---------- Available data ----------

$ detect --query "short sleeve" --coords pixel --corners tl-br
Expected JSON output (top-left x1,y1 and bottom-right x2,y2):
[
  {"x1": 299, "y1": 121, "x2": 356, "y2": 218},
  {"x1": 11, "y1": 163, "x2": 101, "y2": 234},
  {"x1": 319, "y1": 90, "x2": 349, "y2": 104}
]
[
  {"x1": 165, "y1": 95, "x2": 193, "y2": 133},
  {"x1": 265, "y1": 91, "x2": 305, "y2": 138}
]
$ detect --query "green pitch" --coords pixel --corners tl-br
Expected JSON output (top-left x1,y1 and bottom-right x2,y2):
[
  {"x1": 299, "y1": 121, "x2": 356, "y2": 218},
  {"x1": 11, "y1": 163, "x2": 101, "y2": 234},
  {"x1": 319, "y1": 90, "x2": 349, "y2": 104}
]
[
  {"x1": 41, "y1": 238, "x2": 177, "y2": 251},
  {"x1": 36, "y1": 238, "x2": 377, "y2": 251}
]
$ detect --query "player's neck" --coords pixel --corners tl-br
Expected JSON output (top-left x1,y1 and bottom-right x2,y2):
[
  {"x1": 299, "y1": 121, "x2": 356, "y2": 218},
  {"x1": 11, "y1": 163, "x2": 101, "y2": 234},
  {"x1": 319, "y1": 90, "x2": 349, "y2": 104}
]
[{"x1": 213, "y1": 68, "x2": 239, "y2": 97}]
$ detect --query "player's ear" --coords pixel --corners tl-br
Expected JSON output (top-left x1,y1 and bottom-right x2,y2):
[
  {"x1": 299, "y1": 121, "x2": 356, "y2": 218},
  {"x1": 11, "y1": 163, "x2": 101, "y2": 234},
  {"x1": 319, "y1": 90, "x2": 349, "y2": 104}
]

----------

The whole listing must be reproduced exactly. Do not skip a line.

$ detect --query "short sleeve" --coords pixel --corners tl-br
Expected JSON output (top-left x1,y1 and bottom-right x2,y2):
[
  {"x1": 299, "y1": 121, "x2": 356, "y2": 218},
  {"x1": 11, "y1": 163, "x2": 101, "y2": 234},
  {"x1": 319, "y1": 90, "x2": 349, "y2": 104}
]
[
  {"x1": 165, "y1": 95, "x2": 193, "y2": 133},
  {"x1": 265, "y1": 91, "x2": 305, "y2": 138}
]
$ detect --query "green pitch" --coords pixel --corners tl-br
Expected JSON output (top-left x1,y1 and bottom-right x2,y2):
[
  {"x1": 299, "y1": 121, "x2": 356, "y2": 218},
  {"x1": 11, "y1": 163, "x2": 101, "y2": 234},
  {"x1": 319, "y1": 90, "x2": 349, "y2": 104}
]
[
  {"x1": 41, "y1": 238, "x2": 177, "y2": 251},
  {"x1": 36, "y1": 238, "x2": 377, "y2": 251}
]
$ detect --query "player's neck" --coords pixel --corners tl-br
Expected JSON output (top-left x1,y1 and bottom-right x2,y2):
[
  {"x1": 299, "y1": 121, "x2": 356, "y2": 218},
  {"x1": 11, "y1": 163, "x2": 101, "y2": 234},
  {"x1": 319, "y1": 90, "x2": 349, "y2": 104}
]
[{"x1": 213, "y1": 68, "x2": 239, "y2": 97}]
$ detect --query "player's ear" --coords pixel --corners tl-br
Expected JSON output (top-left x1,y1 and bottom-right x2,y2):
[
  {"x1": 299, "y1": 121, "x2": 356, "y2": 218},
  {"x1": 11, "y1": 163, "x2": 101, "y2": 234},
  {"x1": 319, "y1": 90, "x2": 349, "y2": 104}
]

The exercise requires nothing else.